Exercise description | Rewrite the rows from the start through the line containing "[0,123,608,238]", substituting "detect" for "localize" and leaving everything else unchanged. Leave the pictures out.

───── Records

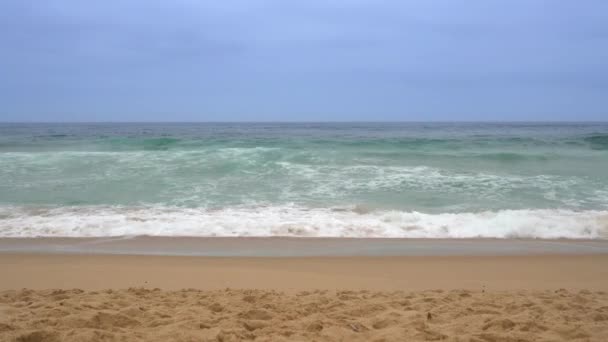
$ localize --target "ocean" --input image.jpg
[0,123,608,239]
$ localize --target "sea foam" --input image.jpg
[0,205,608,239]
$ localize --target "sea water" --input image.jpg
[0,123,608,239]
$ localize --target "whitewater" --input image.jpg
[0,123,608,239]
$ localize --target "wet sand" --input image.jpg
[0,239,608,341]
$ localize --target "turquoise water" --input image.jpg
[0,123,608,238]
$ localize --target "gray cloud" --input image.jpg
[0,0,608,121]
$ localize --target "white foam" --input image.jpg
[0,205,608,239]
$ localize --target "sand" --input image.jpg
[0,253,608,341]
[0,288,608,341]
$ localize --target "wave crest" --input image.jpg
[0,206,608,239]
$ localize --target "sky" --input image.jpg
[0,0,608,122]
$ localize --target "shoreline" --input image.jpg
[0,236,608,257]
[0,253,608,291]
[0,242,608,342]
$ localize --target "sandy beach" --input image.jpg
[0,246,608,341]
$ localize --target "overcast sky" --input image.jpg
[0,0,608,121]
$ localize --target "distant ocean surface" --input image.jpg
[0,123,608,239]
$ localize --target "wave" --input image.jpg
[583,134,608,150]
[0,205,608,239]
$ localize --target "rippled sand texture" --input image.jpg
[0,289,608,342]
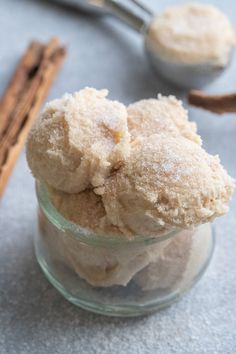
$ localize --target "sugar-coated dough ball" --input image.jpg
[127,94,201,144]
[146,3,236,67]
[103,134,234,235]
[27,88,130,193]
[47,186,123,236]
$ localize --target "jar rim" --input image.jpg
[35,180,183,245]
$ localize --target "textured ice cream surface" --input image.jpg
[134,224,212,291]
[47,186,121,237]
[147,3,236,66]
[27,88,130,193]
[103,134,234,236]
[127,94,201,144]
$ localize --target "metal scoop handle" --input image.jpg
[56,0,152,33]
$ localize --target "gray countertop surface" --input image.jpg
[0,0,236,354]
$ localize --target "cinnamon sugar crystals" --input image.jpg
[27,88,234,316]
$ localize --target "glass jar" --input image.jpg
[35,183,214,316]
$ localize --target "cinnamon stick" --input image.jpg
[0,38,65,196]
[188,90,236,114]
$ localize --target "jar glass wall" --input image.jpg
[35,184,214,316]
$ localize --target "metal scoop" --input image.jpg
[52,0,233,88]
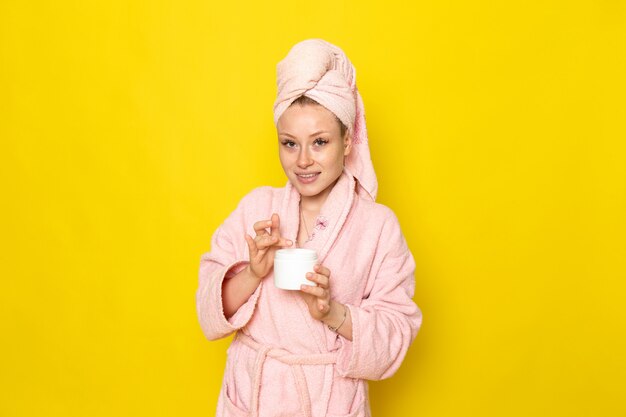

──────────

Worked answer |
$ detect --target "ocean" --input image.jpg
[0,123,608,239]
$ detect --target "sea foam" --input image.jpg
[0,205,608,239]
$ detect --target "sea water" --input image.jpg
[0,123,608,239]
$ detect --target "whitewater" --input image.jpg
[0,123,608,239]
$ detect --target "wet sand" --input image.jpg
[0,239,608,341]
$ detect --target "turquoise water" --input image.jpg
[0,123,608,238]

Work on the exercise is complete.